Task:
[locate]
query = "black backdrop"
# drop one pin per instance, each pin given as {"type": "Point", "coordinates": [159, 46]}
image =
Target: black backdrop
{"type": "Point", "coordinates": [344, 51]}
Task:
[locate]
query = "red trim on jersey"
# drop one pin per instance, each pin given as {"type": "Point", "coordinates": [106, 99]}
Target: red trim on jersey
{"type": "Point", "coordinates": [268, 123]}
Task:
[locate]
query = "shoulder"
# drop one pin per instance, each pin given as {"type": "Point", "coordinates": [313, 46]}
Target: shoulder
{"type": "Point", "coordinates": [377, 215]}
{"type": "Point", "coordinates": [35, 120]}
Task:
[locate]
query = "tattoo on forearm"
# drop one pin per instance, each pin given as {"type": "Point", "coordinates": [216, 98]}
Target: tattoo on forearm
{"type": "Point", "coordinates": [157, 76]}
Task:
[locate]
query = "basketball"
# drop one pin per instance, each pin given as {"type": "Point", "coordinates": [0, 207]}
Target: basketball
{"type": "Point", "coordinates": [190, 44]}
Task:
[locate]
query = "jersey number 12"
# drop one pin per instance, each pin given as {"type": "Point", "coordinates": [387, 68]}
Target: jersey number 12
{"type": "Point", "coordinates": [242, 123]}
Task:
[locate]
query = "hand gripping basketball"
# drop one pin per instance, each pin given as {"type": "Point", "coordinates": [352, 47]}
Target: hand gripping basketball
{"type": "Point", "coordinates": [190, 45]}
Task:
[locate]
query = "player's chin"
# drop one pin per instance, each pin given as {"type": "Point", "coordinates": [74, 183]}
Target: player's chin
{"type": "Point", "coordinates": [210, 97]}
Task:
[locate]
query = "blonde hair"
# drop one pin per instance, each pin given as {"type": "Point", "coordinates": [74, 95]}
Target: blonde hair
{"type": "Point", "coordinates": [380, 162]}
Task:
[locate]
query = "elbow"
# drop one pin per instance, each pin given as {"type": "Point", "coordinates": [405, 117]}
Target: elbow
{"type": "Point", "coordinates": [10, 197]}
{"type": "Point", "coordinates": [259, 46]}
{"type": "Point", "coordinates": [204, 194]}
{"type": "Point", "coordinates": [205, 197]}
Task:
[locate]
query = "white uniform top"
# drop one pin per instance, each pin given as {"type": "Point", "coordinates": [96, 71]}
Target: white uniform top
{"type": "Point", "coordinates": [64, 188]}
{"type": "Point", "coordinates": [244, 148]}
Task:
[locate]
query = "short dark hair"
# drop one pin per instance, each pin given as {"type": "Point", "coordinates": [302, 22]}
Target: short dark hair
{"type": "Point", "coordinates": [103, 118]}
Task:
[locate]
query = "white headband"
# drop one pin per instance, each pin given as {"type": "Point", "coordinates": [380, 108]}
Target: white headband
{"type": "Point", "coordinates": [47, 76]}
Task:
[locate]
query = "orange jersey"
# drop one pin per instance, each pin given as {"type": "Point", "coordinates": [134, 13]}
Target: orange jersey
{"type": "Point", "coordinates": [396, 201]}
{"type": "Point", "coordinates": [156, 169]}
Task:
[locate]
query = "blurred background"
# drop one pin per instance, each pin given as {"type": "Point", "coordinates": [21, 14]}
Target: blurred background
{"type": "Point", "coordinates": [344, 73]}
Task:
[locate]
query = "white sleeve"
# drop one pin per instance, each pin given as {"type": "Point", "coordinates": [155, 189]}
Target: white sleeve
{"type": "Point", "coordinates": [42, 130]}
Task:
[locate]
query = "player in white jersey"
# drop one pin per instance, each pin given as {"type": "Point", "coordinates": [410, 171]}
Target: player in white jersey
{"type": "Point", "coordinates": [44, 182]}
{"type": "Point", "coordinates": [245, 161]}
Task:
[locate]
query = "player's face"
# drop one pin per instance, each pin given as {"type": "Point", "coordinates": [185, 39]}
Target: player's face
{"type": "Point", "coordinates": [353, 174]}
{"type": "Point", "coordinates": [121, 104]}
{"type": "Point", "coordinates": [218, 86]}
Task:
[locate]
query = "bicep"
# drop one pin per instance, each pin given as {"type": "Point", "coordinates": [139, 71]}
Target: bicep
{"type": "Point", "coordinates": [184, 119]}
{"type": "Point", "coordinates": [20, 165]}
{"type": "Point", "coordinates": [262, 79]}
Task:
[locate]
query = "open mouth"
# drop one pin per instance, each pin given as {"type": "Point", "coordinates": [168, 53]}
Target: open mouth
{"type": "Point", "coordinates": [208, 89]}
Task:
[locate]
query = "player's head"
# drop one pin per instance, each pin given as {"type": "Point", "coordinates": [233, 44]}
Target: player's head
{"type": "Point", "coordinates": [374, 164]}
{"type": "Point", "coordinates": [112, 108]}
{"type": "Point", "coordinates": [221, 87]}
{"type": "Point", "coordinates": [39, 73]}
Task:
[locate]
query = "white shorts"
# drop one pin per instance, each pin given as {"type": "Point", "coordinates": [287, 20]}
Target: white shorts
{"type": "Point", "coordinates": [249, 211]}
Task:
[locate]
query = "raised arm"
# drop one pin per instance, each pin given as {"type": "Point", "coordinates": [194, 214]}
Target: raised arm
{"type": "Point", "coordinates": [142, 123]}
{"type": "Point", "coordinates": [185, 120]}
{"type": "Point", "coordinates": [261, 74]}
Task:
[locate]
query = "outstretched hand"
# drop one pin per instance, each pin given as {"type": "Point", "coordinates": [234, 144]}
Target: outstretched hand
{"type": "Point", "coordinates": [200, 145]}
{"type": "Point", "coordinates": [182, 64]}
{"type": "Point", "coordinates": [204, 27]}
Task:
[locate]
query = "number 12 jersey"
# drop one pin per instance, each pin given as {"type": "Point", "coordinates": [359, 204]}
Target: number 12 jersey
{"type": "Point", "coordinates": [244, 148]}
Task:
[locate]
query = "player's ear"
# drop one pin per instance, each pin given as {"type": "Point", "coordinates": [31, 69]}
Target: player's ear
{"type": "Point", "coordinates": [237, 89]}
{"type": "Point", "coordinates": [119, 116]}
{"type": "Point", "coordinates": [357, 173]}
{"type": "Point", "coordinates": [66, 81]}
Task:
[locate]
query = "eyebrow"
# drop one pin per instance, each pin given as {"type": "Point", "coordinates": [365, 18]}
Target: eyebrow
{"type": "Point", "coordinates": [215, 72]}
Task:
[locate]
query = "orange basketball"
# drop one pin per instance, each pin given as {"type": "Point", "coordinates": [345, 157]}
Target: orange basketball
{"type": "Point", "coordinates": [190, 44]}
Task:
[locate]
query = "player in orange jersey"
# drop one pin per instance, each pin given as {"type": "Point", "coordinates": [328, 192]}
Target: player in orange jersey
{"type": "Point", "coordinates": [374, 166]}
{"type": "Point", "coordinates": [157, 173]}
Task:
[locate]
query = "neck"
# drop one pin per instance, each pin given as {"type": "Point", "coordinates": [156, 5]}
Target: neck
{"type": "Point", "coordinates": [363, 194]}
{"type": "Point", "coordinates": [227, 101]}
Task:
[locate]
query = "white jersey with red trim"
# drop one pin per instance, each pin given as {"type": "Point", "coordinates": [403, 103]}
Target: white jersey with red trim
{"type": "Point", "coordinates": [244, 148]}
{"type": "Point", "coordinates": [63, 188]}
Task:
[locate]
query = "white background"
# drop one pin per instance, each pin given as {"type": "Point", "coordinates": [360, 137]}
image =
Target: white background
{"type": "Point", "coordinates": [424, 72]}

=-=-=-=-=

For the span from the line containing "Target: player's ear" through the last line of the entries above, transcribe each line exactly and leave out everything else.

Solution for this problem:
Target: player's ear
{"type": "Point", "coordinates": [237, 89]}
{"type": "Point", "coordinates": [119, 116]}
{"type": "Point", "coordinates": [357, 173]}
{"type": "Point", "coordinates": [66, 81]}
Task:
[locate]
query = "eyebrow"
# drop one pin per instance, each pin given as {"type": "Point", "coordinates": [365, 18]}
Target: eyebrow
{"type": "Point", "coordinates": [215, 72]}
Task:
[locate]
query = "orange basketball"
# drop one pin per instance, each pin given as {"type": "Point", "coordinates": [345, 157]}
Target: orange basketball
{"type": "Point", "coordinates": [190, 44]}
Task:
[locate]
query = "player in orange jersey"
# drop one pin per instance, each pin given as {"type": "Point", "coordinates": [328, 192]}
Target: player in orange jersey
{"type": "Point", "coordinates": [374, 166]}
{"type": "Point", "coordinates": [157, 173]}
Task:
[locate]
query = "neck"
# drop one pin per instance, each pin given as {"type": "Point", "coordinates": [156, 5]}
Target: neck
{"type": "Point", "coordinates": [363, 194]}
{"type": "Point", "coordinates": [227, 101]}
Task:
[locate]
query = "white jersey with red trim"
# drop one pin per instance, each pin given as {"type": "Point", "coordinates": [403, 103]}
Target: white jersey with red trim
{"type": "Point", "coordinates": [244, 148]}
{"type": "Point", "coordinates": [63, 188]}
Task:
[locate]
query = "white background"
# drop one pin per instance, each pin given as {"type": "Point", "coordinates": [360, 137]}
image =
Target: white background
{"type": "Point", "coordinates": [424, 72]}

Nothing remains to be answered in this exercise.